▸ EXTRAIT CITÉ:
:::::
D’après le dernier rapport de 296 pages produit par des experts de l’ONU soumis au Conseil de Sécurité en juin 2024, l’implication du Rwanda dans la guerre contre la République démocratique du Congo prend des proportions de plus en plus importantes. Au point que bientôt elle passera du statut de guerre larvée à celui de guerre ouverte entre les deux pays.
Le soutien de Kagame au M-23 est bien réel et n’a rien de nouveau et ce depuis la fondation de ce mouvement terroriste le 6 mai 2012. Formé majoritairement de des Tutsi anciens du CNDP (Congrès national pour la défense du peuple), c’est entre 2012 et 2013, avec le soutien logistique du Rwanda, qu’il commence à devenir un acteur clé à l’Est du Congo et un agent déstabilisateur pour l’ensemble du pays.
Durant cette période, il s’empare de Goma et de nombre de territoires du Nord-Kivu jusqu’à ce qu’il soit contraint, sous la pression de la communauté internationale et suite à un accord conclu via la médiation des pays des Grands Lacs de quitter la ville et d’entamer des négociations avec le gouvernement congolais. Ce dialogue, dont on constate vite l’échec, conduit finalement à une action militaire conjointe des FARDC et de l’ONU à l’automne 2013 pour vaincre le M23, entraînant la fuite des combattants vers le Rwanda et l’Ouganda.
Vaincu, le M23 décide de rendre les armes et de mettre définitivement un terme à la rébellion le 5 novembre 2013. Ses troupes sont désarmées et transférées dans des camps en Ouganda et, le 12 décembre, un accord de paix est signé à Nairobi mettant officiellement fin à la rébellion.
Pendant plus ou moins 10 ans, le M23 est resté un « agent dormant » des ambitions de Kagame jusqu’à la fin de l’année 2021, lorsque le groupe renouvèle ses attaques. En mars 2022, il prend le contrôle de vastes parties du territoire de Rutshuru, puis enchaîne avec le raid sur la base militaire de Rumangabo en mai 2022 et la prise de la ville frontalière de Bunagana en juin.
:::::
▸ TRAVAIL À FAIRE:
1. Répondez aux questions suivantes d'après le texte sur le M23.
(a) Combien de pages compte le rapport des experts de l'ONU ?
(b) À quelle date le M23 a-t-il été fondé ?
(c) Dans quelle ville l'accord de paix du 12 décembre a-t-il été signé ?
2. Rédigez la suite du texte sur le M23 en partant de sa dernière phrase.
La liste fournie ne joue aucun rôle ici.

▸ DONNÉES FOURNIES:
:::::
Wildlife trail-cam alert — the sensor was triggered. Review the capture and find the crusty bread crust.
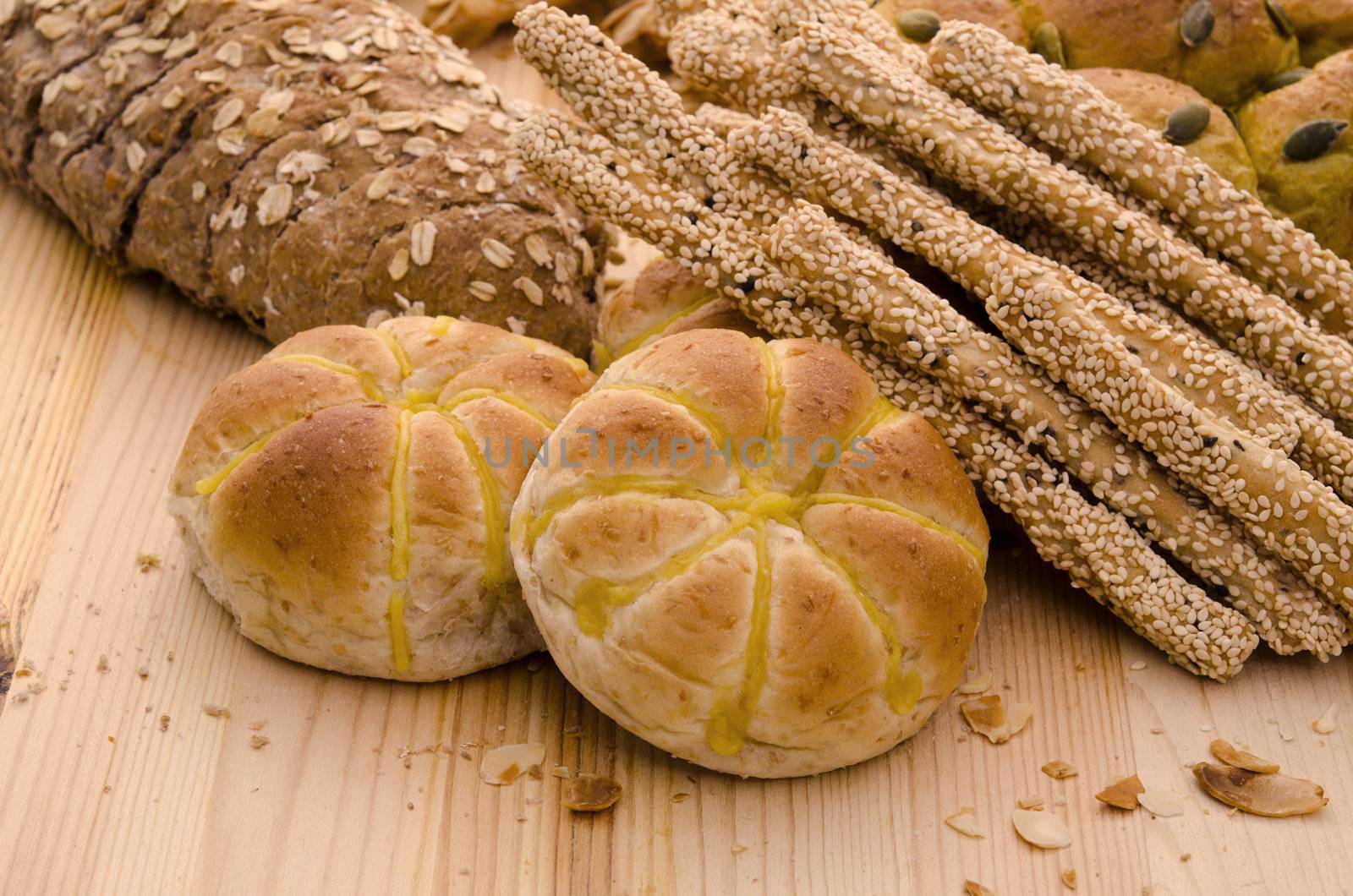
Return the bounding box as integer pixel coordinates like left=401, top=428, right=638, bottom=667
:::::
▸ LES RÉPONSES:
1.
(a) 296 pages.
(b) Le 6 mai 2012.
(c) À Nairobi.

2.
La première attaque a permis au M23 de mettre la main sur un stock d’armes de qualité, la seconde opération a permis au M23 d’augmenter son volume de revenus grâce à la taxation illégale du commerce frontalier. Fin novembre 2022, le M23 s’est également emparé des groupements stratégiques de Kibumba et Buhumba, dans le territoire de Rutshuru.

Les leçons de l’Histoire

Ce gain de territoire leur a donné la possibilité de couper la Route nationale 2, un des axes majeurs d’accès à Goma, leur permettant de contrôler les approvisionnements de la ville, première étape d’une reconquête de la ville.Aujourd’hui les combats font rage dans l’ensemble du Kivu. D’un côté les FARDC (Forces armées de la République démocratiques du Congo) et leurs supplétifs du groupe d’autodéfense les Wazalendo, de l’autre le M23 soutenu militairement principalement par le Rwanda mais également par l’Ouganda qui profite du marasme et de l’instabilité de la sous-région pour avancer ses pions et procéder à des modifications de frontières en sa faveur entre autres.
La recrudescence des combats et l’avancée du M23 se sont aussi concrétisées par une nouvelle alliance avec l’AFC (Alliance du Fleuve Congo) de Corneille Nangaa, qui vient de conquérir Kanyabayonga, verrou clé pour la route du Nord-Kivu vers Butembo et Béni.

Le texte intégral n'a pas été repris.